■ **DOCUMENT EXCERPT**:
━━━

BATON ROUGE, LA (WAFB) - Dozens took up oars and paddled in LSU lakes Sunday to benefit the Cancer Services Center of Greater Baton Rouge.
Individuals paid $10 for a 20 minute ride, with the choice of paddleboards, kayaks, and canoes.
"It's a great way to raise money and have fun at the same time," said participant, Donna Darvill.
BREC organized the event for the middle of October, which is recognized as Breast Cancer Awareness month.
"Everybody has someone, either its them or family or friends, who's going through this and we're here to show that we're all in this together," said Amanda Bradley, the program coordinator of outdoor adventures for BREC.
This is the third time BREC has held such an event, and while many wore pink for breast cancer awareness, the color palate was varied.
"This is the first year that we've expanded it to include representing other cancers as well, so you'll see folks in the goldenrod, which is representing the childhood cancers, and the gray, which is the brain cancers," Bradley said.
Some, including Holly Barnes, tried paddle boarding for the first time.
"I was a little shaky – my legs were so shaky - probably because I was so nervous," Barnes said
BREC employees were on hand to help participants trying something new.

━━━

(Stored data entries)

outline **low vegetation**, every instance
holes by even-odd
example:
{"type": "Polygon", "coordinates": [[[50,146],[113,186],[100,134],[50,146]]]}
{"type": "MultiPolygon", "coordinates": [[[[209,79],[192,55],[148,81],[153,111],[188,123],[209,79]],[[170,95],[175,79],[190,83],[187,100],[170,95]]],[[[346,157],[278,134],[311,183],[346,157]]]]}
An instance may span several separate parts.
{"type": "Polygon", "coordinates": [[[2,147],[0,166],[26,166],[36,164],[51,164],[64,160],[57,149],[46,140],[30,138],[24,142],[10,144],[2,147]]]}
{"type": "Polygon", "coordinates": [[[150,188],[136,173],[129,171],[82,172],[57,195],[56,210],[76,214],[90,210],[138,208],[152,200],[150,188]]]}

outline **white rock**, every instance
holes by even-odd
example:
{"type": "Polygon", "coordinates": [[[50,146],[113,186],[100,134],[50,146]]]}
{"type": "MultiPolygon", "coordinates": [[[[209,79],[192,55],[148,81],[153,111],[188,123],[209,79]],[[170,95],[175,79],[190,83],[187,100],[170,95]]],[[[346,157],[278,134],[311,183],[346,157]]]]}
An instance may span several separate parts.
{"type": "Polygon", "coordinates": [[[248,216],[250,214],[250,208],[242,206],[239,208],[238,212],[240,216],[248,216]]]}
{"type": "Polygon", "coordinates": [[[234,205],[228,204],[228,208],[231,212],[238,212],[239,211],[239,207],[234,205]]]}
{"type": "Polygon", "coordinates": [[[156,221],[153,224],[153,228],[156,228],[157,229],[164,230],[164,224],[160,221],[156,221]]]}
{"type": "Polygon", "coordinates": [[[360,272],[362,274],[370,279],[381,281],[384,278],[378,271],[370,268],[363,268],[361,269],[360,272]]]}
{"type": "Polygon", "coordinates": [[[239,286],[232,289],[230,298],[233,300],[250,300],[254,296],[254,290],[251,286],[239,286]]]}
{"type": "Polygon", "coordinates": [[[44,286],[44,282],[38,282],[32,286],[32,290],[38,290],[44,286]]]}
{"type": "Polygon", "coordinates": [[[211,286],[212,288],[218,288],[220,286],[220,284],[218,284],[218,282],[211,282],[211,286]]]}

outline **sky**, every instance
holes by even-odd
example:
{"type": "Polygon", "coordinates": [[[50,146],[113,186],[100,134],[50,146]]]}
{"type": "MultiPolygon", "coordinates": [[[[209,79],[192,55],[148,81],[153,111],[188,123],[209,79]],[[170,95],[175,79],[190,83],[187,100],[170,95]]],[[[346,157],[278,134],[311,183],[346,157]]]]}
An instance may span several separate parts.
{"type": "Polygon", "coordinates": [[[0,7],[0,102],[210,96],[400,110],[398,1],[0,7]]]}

━━━

■ **TASK ITEM**:
Could you carry on the news report about the BREC paddling fundraiser on the LSU lakes, starting after its final sentence?

■ **ANSWER TO THE PROBLEM**:
"It's an intimidating thing, water sports, to be up standing, balancing on something, especially when you've never done it before," Bradley said. "But that's just the testament that it is possible and with the right help we can do it together."
Several attendees said they were participating in part to honor family members and friends who battled cancer.
"My mother had breast cancer ... over 20 years, ago, and she's made a full recovery," said Gerard Darvill, who rode a paddleboard for the second time in his life while at the event.
For others, the event was even more personal. Dawn Thibodeaux succeeded in her fight against breast cancer five years ago. While she did get wet after taking a tumble into the lake while on her paddleboard, she was happy to share the afternoon with friends.
"It's a celebration of people who did survive and a remembrance of those who did not survive the disease," she said.